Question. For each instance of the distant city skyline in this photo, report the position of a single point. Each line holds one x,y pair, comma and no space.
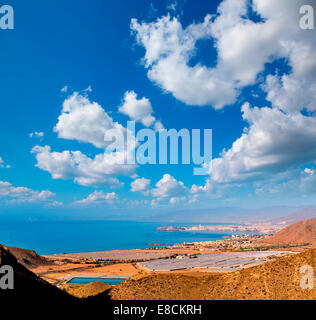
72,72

==

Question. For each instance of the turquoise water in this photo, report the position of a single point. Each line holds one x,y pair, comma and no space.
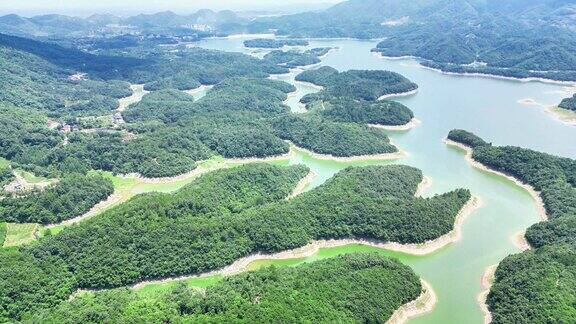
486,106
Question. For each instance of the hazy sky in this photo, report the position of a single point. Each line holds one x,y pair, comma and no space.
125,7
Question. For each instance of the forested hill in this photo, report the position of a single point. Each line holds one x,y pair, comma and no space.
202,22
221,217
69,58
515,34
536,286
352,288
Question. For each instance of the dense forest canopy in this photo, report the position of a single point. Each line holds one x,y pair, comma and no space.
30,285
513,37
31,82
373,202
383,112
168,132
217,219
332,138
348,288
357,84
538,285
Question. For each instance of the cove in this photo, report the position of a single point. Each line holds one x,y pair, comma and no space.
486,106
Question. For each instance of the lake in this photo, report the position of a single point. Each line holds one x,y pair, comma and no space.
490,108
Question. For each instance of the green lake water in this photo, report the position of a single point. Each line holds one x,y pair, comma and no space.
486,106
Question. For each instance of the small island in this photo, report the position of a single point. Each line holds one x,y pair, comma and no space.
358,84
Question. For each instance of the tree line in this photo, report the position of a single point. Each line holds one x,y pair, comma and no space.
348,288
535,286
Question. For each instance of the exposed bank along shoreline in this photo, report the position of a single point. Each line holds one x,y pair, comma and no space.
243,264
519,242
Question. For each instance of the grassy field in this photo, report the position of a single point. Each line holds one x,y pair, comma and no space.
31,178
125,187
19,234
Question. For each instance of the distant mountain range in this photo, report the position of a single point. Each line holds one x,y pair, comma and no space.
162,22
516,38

**Exercise prompt:**
Gather every line of the records above that contains the string "distant" and copy each one out. Letter case counts.

**Written response:**
Question. For each instance of the distant city skyline in this photo, report the position of a single point. Each line holds one x,y pair, comma and no space.
Question. For each instance of the distant mountain range in this photo, report the position of a single point. Each line holds one x,y pair, comma and no space.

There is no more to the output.